What to produce -
Answer these questions from the excerpted passage below.
1. In what year was the action to oust the appellant begun?
2. In what year did the appellant purchase the entire estate at a judicial sale?
3. Who alone, according to the passage, could have discovered the defect?

This action to oust him was begun in 1922. There is nothing in the record remotely suggesting that appellant had knowledge or reason for suspicion that the judicial sale and conveyance of the remainder interest in 1902 was defective or ineffectual, or that his purchase at and conveyance under the judicial sale of the entire estate in 1911 was for that reason ineffectual as to the remainder interest. It cannot be doubted that appellant was in utmost good faith, as he testifies, when he purchased and paid for what he believed to be the complete title, and that, when he placed the improvements on the land, he did so in the utmost good-faith belief that he owned and possessed it under perfect title, so far as actual knowledge goes. Can the constructive notice of the defective judicial sale of 1902 be said to have removed all the ground for his good-faith belief that he owned complete title when he made the improvements? The defect could not have been disclosed to him by his inspection of the record. Only a skilled lawyer could have discovered it, as reference to the former opinion herein will disclose.

Dataset content -

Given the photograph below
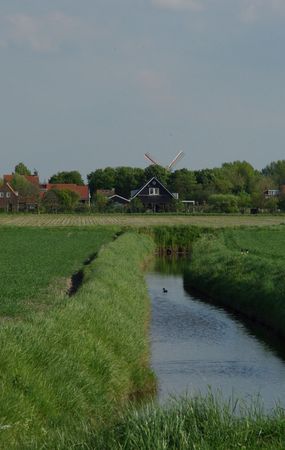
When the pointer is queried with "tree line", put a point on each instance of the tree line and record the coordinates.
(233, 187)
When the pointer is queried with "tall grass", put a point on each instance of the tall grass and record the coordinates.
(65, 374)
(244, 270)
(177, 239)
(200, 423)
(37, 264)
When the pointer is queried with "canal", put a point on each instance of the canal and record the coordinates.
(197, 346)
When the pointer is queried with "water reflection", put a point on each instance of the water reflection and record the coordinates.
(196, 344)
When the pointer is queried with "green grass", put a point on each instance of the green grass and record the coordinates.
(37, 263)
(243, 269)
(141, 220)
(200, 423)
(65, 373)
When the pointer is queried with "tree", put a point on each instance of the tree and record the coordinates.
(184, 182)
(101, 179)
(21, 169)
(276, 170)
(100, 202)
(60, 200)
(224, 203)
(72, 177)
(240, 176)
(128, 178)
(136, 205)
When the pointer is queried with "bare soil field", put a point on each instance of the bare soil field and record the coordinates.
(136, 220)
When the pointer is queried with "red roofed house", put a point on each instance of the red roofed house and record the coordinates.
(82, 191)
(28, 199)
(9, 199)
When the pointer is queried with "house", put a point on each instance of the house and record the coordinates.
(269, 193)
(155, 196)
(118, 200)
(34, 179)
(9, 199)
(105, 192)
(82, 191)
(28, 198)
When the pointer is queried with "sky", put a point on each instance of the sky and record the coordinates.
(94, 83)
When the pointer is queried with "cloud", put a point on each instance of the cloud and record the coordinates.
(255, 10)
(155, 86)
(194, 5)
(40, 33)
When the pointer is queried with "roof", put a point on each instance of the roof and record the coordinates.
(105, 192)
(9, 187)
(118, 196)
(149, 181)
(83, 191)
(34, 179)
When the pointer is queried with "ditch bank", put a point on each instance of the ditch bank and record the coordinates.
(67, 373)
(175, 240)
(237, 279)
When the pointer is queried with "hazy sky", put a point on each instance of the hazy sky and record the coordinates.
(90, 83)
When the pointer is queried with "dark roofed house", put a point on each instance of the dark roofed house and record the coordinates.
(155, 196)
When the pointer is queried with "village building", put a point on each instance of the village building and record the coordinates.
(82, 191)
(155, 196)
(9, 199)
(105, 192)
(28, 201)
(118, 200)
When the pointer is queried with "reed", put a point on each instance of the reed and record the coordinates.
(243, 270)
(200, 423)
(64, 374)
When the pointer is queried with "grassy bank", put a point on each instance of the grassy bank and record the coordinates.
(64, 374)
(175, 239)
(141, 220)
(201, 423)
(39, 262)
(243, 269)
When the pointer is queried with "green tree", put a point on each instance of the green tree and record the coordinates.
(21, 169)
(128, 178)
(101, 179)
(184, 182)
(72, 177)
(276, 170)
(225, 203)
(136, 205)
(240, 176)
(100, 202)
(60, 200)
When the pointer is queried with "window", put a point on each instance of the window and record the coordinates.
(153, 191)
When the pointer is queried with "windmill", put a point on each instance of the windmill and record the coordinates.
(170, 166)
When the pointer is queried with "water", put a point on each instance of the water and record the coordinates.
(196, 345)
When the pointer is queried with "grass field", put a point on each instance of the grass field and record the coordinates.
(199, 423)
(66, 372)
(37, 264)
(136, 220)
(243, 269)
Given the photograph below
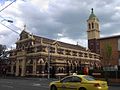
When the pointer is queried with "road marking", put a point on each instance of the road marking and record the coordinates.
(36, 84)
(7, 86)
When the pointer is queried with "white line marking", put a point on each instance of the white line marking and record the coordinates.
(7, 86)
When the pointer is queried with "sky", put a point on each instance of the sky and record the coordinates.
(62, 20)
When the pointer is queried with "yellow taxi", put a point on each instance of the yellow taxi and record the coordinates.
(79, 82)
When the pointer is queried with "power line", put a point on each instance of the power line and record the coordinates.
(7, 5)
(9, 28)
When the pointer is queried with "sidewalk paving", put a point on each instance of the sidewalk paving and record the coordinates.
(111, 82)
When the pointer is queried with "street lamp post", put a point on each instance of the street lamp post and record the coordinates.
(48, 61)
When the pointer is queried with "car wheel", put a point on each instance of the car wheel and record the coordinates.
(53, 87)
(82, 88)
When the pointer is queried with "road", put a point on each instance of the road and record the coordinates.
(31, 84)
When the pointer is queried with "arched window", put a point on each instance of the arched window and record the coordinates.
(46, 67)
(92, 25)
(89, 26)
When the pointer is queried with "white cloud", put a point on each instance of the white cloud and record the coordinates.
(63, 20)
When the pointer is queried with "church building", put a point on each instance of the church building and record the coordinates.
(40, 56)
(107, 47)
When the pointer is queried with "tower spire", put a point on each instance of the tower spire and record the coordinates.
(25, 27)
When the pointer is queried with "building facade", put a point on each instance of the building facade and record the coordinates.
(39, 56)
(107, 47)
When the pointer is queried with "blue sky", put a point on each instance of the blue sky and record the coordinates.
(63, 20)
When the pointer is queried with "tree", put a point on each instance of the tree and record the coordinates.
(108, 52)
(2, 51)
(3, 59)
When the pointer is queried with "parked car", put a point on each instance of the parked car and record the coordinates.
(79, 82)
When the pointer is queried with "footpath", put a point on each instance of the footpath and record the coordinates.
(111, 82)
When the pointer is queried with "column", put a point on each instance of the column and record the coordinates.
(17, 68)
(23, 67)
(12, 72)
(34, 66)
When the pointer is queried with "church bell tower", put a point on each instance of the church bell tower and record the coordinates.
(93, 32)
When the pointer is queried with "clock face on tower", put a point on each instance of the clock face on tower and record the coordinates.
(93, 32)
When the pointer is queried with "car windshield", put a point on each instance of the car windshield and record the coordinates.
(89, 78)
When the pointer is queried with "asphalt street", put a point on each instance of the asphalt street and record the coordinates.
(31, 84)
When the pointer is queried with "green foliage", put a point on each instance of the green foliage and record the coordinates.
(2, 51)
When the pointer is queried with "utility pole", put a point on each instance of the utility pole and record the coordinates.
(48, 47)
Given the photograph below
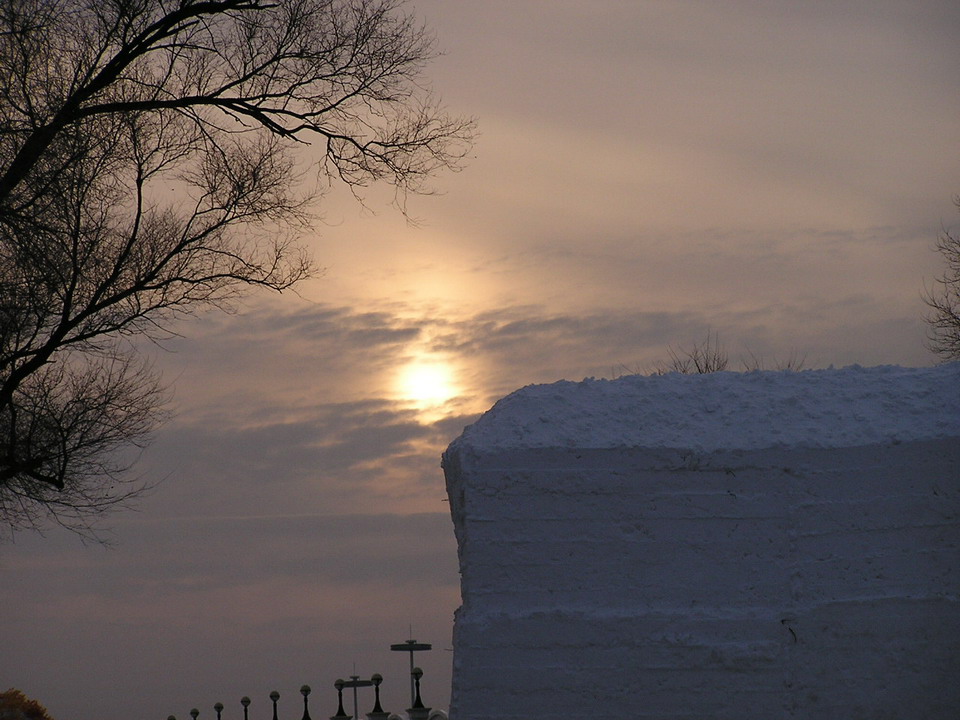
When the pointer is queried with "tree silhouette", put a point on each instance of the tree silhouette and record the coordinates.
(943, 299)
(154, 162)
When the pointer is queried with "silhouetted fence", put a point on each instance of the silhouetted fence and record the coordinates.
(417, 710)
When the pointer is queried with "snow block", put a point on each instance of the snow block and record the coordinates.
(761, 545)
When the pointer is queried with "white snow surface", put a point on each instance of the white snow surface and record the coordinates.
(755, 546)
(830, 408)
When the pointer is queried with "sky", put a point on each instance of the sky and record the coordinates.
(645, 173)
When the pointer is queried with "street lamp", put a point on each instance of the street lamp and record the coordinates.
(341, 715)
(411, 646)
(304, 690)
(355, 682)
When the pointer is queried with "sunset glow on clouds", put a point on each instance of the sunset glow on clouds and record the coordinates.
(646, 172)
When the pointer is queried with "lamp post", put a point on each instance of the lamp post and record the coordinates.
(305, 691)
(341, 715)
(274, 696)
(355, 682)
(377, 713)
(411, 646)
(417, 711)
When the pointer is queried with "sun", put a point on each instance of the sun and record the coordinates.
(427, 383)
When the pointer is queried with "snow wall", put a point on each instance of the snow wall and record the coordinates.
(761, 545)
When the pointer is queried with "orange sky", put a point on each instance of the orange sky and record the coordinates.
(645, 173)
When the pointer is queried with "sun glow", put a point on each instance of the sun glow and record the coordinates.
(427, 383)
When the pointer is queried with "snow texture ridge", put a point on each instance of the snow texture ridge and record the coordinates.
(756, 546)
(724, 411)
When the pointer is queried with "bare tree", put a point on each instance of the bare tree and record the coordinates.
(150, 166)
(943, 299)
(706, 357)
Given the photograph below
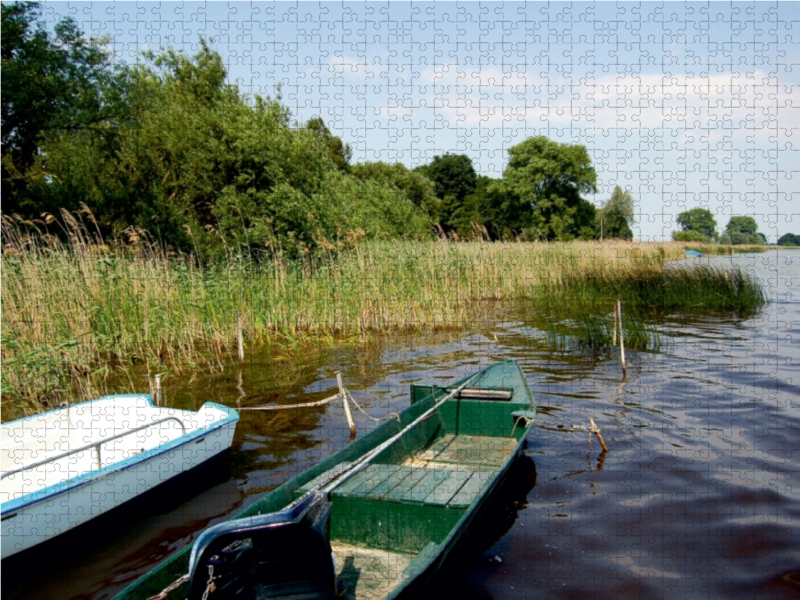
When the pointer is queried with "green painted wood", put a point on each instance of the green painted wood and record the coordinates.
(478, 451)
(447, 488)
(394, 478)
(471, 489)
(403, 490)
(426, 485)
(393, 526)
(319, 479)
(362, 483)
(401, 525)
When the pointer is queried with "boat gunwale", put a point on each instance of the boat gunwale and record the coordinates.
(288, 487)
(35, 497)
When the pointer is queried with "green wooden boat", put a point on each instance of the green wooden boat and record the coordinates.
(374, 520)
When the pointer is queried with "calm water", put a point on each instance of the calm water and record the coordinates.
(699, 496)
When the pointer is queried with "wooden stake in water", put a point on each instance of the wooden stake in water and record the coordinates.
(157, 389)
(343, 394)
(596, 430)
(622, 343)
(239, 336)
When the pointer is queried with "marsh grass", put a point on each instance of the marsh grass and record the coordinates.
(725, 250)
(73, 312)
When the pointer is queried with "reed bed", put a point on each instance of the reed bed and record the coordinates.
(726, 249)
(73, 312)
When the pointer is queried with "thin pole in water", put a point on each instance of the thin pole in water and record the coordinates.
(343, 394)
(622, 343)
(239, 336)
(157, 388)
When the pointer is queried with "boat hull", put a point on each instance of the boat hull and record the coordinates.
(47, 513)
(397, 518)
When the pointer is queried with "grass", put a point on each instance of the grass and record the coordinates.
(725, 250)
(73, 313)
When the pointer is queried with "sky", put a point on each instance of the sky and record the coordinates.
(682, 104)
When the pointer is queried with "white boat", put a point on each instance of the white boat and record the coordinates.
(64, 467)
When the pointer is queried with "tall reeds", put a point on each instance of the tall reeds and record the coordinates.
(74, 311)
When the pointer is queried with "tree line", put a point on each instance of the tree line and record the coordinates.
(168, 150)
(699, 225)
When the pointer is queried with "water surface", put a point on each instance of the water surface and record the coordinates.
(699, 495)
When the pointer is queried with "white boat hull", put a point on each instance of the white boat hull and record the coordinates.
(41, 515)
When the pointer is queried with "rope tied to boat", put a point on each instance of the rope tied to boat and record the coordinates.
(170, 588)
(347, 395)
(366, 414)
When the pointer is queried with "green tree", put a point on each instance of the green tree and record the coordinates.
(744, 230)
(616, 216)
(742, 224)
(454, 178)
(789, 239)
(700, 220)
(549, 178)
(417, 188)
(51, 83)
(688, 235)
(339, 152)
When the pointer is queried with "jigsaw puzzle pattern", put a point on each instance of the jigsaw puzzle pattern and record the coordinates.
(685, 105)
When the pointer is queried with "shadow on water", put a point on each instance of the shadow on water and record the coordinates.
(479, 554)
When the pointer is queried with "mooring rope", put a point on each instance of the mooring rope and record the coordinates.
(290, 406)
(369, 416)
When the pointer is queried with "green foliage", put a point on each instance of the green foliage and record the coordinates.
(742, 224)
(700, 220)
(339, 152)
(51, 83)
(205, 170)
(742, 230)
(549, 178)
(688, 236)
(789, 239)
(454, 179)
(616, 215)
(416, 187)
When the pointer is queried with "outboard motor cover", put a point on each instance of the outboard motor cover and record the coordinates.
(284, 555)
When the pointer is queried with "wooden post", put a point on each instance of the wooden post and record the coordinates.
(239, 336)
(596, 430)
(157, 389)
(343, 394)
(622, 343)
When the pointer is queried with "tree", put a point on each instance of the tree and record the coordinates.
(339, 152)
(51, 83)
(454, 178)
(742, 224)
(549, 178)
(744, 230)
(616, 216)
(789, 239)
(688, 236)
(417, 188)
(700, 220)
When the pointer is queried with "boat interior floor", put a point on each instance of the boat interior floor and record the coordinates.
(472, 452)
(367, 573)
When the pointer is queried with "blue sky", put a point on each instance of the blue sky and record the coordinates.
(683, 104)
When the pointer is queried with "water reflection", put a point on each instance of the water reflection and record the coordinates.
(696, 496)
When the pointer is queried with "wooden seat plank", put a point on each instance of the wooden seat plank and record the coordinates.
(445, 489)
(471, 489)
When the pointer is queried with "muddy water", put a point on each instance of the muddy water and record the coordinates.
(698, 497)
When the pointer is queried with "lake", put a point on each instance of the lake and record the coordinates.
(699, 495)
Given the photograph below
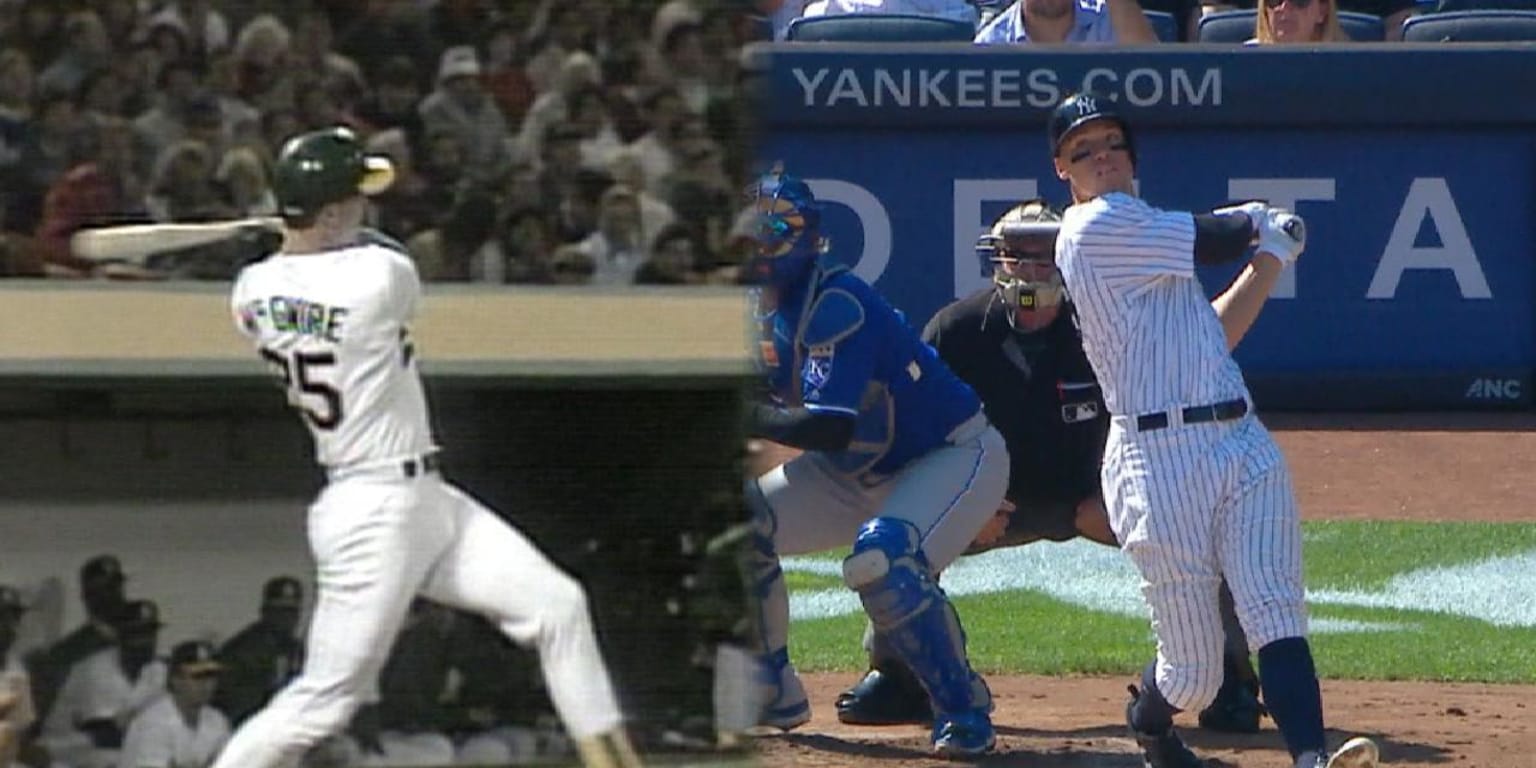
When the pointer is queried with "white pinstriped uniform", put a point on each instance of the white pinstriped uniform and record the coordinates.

Exercise response -
1. 1922
2. 1911
3. A skilled lawyer